Your goal -
How many lines in the records below contain the string "water", matching case exactly? Give only the number.

Part of a data file:
--------------------------------

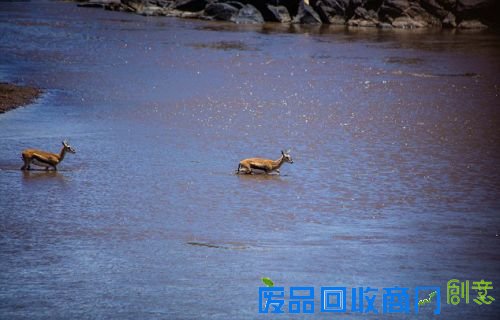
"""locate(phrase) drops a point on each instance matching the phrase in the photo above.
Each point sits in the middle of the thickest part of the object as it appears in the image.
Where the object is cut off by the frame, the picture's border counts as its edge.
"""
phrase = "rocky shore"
(463, 14)
(13, 96)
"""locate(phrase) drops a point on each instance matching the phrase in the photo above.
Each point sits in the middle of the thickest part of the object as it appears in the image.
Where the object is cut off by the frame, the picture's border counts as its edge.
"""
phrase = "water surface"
(395, 181)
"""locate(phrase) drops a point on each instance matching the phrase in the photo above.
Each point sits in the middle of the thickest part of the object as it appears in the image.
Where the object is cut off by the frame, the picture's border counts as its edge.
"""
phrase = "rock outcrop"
(469, 14)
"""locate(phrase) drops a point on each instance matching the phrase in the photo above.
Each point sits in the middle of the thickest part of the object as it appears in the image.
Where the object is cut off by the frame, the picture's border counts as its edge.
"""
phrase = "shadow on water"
(42, 176)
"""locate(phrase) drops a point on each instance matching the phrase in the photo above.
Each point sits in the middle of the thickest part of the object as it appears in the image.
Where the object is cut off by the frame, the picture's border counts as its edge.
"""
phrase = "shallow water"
(395, 181)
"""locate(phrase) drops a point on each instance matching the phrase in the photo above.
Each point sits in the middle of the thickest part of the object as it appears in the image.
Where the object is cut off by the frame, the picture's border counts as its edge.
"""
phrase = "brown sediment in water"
(14, 96)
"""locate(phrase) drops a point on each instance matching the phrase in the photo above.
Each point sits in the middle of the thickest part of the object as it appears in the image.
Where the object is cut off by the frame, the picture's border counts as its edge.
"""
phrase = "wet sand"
(13, 96)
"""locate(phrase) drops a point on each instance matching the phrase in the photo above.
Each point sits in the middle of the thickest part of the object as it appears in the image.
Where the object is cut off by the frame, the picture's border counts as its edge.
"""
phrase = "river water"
(395, 180)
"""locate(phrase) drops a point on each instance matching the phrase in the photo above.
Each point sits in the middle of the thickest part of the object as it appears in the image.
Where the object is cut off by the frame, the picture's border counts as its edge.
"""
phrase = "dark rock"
(332, 11)
(472, 24)
(248, 14)
(434, 8)
(406, 14)
(221, 11)
(392, 9)
(449, 21)
(364, 18)
(279, 14)
(190, 5)
(306, 15)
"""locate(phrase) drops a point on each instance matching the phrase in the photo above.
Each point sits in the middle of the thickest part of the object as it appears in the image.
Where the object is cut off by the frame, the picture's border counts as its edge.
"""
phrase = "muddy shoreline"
(14, 96)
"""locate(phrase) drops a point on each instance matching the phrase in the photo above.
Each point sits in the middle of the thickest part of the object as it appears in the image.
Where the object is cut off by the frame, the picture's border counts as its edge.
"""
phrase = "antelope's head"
(67, 147)
(286, 156)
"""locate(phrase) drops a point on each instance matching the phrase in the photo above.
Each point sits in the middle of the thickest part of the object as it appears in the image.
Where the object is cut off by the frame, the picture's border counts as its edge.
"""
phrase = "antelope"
(45, 159)
(248, 165)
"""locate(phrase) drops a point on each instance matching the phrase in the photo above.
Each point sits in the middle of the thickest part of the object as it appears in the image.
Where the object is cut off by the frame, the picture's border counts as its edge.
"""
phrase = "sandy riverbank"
(14, 96)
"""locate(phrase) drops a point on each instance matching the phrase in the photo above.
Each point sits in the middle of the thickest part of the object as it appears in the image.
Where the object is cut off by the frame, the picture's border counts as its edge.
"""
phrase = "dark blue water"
(395, 181)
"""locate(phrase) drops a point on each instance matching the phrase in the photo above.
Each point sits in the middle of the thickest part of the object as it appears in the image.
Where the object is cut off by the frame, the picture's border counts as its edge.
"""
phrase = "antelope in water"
(248, 165)
(45, 159)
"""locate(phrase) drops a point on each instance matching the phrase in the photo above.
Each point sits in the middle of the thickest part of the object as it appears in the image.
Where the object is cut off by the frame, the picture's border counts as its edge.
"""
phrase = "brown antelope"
(45, 159)
(248, 165)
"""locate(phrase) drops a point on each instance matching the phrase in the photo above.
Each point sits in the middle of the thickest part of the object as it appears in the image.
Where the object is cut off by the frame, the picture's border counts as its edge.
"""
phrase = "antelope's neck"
(62, 154)
(277, 163)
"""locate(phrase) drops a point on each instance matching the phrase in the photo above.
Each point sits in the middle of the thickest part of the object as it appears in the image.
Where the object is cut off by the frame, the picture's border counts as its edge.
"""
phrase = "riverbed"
(395, 182)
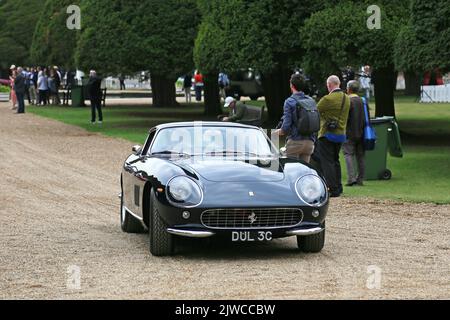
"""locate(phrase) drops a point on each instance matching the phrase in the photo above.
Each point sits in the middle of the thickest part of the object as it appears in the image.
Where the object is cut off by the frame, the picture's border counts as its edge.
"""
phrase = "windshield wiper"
(171, 153)
(225, 152)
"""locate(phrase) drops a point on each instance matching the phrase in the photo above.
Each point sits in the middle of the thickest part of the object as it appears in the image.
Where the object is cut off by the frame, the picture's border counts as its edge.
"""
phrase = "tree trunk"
(163, 91)
(385, 80)
(212, 97)
(413, 83)
(276, 91)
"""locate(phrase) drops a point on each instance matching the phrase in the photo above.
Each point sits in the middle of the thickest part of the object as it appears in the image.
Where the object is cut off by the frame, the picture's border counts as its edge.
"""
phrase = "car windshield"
(211, 141)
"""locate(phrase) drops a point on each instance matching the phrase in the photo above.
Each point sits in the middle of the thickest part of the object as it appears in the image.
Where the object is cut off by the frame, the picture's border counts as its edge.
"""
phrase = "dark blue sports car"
(205, 179)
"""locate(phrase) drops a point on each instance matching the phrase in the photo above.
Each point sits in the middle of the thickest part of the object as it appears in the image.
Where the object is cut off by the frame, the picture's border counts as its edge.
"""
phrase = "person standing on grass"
(199, 84)
(354, 146)
(57, 77)
(95, 93)
(12, 78)
(365, 80)
(20, 89)
(122, 82)
(298, 146)
(224, 82)
(238, 110)
(31, 87)
(187, 86)
(334, 111)
(52, 87)
(42, 87)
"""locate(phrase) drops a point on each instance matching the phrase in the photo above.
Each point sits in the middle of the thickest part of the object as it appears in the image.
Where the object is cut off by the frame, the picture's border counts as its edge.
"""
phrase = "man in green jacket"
(238, 110)
(334, 111)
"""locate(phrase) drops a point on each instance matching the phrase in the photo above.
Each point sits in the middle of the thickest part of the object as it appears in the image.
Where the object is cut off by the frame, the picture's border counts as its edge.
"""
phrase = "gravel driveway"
(59, 217)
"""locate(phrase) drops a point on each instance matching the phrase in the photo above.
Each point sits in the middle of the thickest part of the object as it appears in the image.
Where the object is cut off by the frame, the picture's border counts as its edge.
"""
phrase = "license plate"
(251, 236)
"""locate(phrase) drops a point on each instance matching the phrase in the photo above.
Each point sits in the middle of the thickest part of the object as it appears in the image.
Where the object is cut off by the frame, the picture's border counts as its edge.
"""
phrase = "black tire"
(386, 175)
(313, 243)
(161, 242)
(128, 222)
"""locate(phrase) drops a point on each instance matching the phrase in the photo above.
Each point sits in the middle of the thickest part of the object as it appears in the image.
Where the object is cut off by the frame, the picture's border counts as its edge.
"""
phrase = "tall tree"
(17, 20)
(431, 26)
(128, 36)
(53, 42)
(346, 39)
(407, 57)
(262, 34)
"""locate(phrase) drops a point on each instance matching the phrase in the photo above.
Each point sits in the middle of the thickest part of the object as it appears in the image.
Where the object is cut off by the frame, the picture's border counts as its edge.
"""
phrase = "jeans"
(43, 97)
(300, 150)
(198, 93)
(96, 105)
(327, 157)
(354, 158)
(21, 102)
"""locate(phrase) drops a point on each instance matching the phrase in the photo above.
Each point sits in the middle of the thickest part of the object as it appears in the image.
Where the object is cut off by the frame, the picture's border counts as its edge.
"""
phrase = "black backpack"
(308, 117)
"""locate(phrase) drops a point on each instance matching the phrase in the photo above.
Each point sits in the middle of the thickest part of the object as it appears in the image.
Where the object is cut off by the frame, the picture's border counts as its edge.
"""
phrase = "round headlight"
(312, 190)
(184, 191)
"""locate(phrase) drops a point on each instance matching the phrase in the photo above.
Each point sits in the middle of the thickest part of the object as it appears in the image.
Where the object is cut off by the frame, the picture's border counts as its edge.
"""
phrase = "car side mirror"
(136, 149)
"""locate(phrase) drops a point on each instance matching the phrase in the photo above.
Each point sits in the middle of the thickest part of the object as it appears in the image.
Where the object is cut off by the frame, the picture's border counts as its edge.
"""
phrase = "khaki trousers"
(300, 150)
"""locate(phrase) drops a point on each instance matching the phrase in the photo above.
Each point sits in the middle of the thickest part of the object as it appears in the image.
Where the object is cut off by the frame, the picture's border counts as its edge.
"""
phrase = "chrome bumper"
(305, 232)
(190, 233)
(207, 234)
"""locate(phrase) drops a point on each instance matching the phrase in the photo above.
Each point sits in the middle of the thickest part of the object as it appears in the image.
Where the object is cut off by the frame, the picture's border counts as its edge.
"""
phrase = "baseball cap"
(229, 101)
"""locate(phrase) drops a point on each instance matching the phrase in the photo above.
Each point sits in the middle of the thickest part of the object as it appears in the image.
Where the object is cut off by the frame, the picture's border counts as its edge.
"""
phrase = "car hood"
(235, 170)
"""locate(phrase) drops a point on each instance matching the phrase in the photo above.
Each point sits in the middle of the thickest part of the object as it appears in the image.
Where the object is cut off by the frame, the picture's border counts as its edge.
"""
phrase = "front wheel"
(161, 242)
(386, 175)
(128, 222)
(313, 243)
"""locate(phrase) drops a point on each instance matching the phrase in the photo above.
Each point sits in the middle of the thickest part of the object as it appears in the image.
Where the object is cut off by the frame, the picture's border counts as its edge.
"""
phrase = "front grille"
(251, 218)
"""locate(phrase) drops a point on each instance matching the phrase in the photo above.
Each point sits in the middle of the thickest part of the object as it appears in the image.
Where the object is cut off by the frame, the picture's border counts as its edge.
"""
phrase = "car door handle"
(140, 176)
(130, 169)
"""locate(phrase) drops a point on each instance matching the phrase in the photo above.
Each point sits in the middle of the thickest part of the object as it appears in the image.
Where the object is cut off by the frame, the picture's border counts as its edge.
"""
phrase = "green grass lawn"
(423, 175)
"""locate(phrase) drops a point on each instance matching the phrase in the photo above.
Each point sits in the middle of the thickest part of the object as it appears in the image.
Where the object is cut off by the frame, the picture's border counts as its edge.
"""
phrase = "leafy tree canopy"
(17, 21)
(53, 42)
(430, 20)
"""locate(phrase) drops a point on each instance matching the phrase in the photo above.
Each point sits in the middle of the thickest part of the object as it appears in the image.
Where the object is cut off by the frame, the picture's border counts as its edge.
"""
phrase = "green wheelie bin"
(388, 138)
(77, 94)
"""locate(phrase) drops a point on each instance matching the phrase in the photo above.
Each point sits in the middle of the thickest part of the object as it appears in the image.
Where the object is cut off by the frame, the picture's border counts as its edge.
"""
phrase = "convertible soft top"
(203, 123)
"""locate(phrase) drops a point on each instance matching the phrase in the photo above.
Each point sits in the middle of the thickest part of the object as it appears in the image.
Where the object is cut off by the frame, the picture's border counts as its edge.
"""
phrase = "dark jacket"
(356, 119)
(289, 125)
(94, 85)
(187, 82)
(20, 84)
(330, 108)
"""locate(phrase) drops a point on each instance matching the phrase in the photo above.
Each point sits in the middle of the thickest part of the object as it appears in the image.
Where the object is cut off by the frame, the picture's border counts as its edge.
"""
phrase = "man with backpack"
(301, 121)
(334, 112)
(354, 150)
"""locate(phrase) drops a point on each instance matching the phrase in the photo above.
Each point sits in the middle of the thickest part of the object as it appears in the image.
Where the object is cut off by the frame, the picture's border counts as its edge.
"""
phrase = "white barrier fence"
(435, 94)
(114, 84)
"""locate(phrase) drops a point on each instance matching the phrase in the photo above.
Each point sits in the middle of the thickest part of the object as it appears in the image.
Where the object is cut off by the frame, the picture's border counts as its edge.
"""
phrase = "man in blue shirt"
(298, 147)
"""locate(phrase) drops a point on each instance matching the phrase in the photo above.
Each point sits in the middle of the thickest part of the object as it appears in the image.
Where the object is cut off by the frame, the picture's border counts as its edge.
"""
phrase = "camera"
(332, 125)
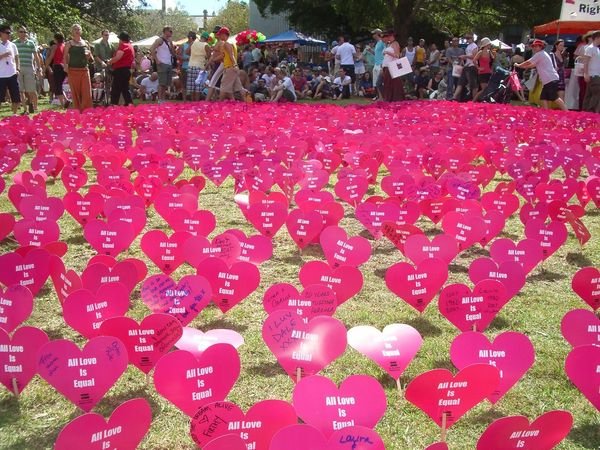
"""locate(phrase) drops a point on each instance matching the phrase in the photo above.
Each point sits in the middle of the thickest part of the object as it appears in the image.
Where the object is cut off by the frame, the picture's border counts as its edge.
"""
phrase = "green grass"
(35, 419)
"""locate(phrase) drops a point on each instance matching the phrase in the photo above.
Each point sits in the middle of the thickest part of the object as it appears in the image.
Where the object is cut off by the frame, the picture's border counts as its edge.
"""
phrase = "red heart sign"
(438, 392)
(511, 353)
(155, 336)
(83, 376)
(472, 310)
(586, 284)
(417, 286)
(582, 369)
(18, 356)
(307, 348)
(189, 382)
(125, 429)
(544, 433)
(359, 401)
(256, 427)
(183, 300)
(16, 305)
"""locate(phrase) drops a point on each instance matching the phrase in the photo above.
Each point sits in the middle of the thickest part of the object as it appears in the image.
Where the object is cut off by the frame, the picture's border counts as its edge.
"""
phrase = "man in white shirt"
(591, 75)
(9, 68)
(345, 53)
(546, 73)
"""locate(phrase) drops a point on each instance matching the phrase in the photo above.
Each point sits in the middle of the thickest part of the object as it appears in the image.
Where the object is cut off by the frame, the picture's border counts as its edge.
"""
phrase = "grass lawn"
(34, 420)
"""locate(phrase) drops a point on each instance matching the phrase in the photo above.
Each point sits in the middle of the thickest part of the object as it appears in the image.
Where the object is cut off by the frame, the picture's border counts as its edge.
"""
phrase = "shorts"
(27, 81)
(231, 81)
(165, 74)
(550, 91)
(469, 78)
(12, 83)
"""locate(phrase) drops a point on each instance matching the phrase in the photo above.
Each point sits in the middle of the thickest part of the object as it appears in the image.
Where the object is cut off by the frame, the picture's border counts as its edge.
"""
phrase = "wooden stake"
(15, 388)
(443, 437)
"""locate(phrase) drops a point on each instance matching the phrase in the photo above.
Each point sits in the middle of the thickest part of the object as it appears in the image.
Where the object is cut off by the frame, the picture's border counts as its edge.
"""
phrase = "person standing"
(546, 72)
(77, 56)
(591, 74)
(122, 63)
(162, 53)
(393, 88)
(9, 68)
(55, 62)
(31, 68)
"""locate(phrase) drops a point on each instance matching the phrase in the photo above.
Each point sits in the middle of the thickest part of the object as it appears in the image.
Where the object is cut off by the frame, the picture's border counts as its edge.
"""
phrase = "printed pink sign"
(147, 341)
(582, 369)
(417, 286)
(190, 382)
(581, 327)
(438, 392)
(307, 348)
(343, 251)
(18, 356)
(544, 433)
(83, 376)
(391, 349)
(256, 427)
(16, 305)
(511, 353)
(183, 300)
(125, 428)
(359, 401)
(196, 341)
(346, 281)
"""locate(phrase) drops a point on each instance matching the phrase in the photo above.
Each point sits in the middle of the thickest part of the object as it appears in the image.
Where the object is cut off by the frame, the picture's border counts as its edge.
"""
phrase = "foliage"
(235, 16)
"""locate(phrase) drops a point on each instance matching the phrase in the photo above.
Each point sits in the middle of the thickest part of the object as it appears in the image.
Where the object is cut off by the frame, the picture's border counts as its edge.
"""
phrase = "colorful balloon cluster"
(249, 37)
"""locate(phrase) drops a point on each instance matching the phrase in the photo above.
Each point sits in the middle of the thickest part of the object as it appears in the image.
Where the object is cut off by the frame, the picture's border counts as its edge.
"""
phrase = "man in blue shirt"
(378, 61)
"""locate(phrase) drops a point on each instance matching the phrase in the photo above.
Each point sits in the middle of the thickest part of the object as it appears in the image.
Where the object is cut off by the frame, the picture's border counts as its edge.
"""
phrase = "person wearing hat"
(484, 60)
(9, 69)
(121, 64)
(546, 72)
(378, 61)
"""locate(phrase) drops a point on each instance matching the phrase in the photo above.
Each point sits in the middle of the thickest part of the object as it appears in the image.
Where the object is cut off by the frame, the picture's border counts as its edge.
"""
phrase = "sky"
(193, 7)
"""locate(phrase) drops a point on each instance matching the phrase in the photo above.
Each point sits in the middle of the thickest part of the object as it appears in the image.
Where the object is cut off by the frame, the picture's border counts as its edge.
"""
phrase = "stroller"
(501, 86)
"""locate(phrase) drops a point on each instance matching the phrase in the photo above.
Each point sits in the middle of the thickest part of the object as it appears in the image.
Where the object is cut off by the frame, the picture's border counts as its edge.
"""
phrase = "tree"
(234, 15)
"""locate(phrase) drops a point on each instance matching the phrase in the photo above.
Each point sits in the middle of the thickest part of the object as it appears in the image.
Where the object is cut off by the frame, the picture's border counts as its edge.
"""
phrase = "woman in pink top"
(484, 60)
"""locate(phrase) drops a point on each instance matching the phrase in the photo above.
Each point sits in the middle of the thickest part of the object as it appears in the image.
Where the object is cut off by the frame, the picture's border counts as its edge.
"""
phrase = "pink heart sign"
(305, 348)
(196, 341)
(18, 356)
(472, 310)
(391, 349)
(438, 392)
(581, 327)
(147, 341)
(84, 311)
(302, 437)
(83, 376)
(230, 284)
(190, 382)
(544, 433)
(16, 305)
(256, 427)
(343, 251)
(582, 369)
(417, 286)
(183, 300)
(418, 247)
(586, 284)
(359, 401)
(125, 429)
(511, 353)
(167, 252)
(346, 281)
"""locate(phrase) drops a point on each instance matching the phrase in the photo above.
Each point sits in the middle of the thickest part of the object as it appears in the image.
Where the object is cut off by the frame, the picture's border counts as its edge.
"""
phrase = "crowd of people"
(82, 74)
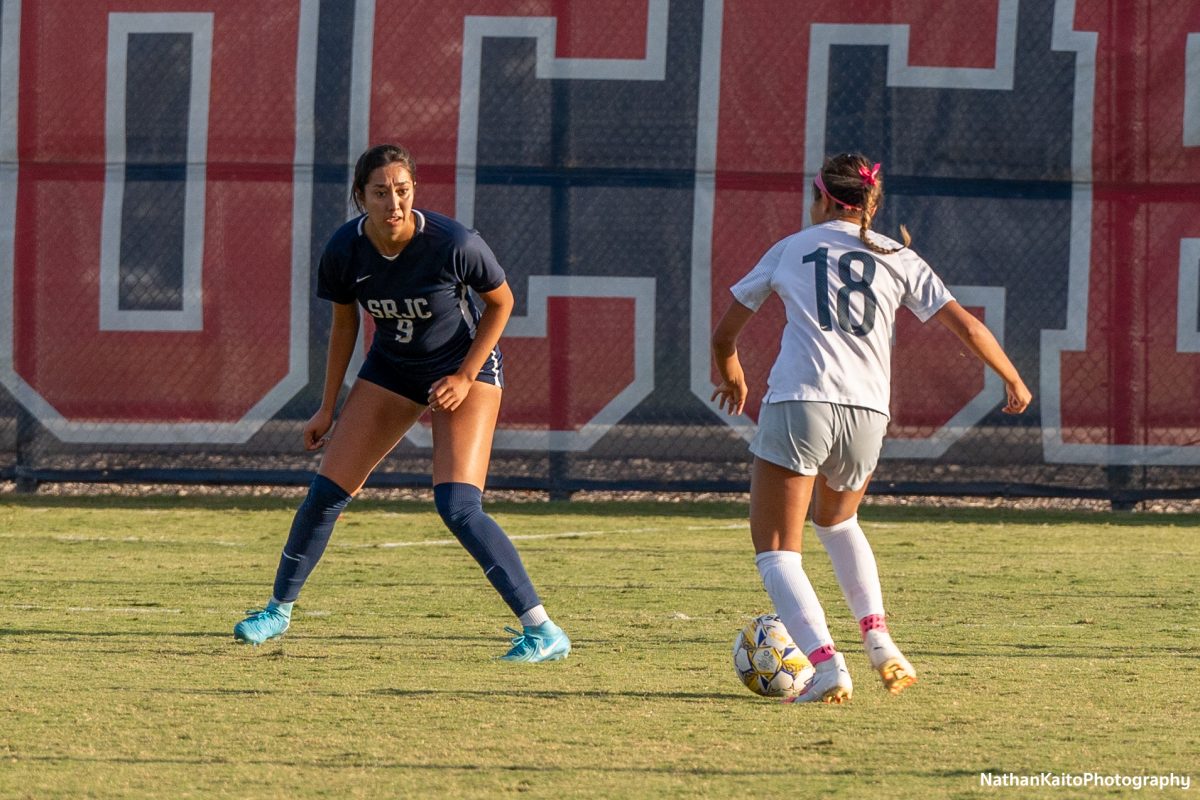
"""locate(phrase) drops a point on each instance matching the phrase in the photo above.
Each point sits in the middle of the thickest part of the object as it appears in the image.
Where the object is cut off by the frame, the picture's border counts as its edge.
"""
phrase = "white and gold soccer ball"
(767, 661)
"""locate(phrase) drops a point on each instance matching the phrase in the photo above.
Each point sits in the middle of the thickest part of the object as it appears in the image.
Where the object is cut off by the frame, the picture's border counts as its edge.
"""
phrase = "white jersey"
(841, 300)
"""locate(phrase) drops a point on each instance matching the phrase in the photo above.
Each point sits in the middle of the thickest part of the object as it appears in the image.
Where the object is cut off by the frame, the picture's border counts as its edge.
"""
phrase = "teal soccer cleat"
(264, 624)
(545, 642)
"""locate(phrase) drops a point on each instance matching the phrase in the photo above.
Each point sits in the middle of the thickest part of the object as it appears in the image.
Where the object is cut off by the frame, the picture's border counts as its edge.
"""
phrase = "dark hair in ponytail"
(853, 182)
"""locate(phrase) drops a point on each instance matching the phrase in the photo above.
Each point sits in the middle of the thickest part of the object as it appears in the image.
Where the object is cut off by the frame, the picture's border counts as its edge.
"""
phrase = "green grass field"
(1061, 643)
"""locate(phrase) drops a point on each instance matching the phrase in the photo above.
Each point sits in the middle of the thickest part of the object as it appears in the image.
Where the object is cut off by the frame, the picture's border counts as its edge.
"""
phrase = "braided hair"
(855, 184)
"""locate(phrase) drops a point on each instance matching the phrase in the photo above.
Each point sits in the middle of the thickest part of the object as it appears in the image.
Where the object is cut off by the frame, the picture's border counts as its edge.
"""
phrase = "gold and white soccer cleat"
(887, 660)
(831, 683)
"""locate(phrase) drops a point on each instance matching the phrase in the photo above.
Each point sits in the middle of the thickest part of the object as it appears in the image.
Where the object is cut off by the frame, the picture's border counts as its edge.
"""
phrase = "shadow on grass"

--------------------------------

Solution for this task -
7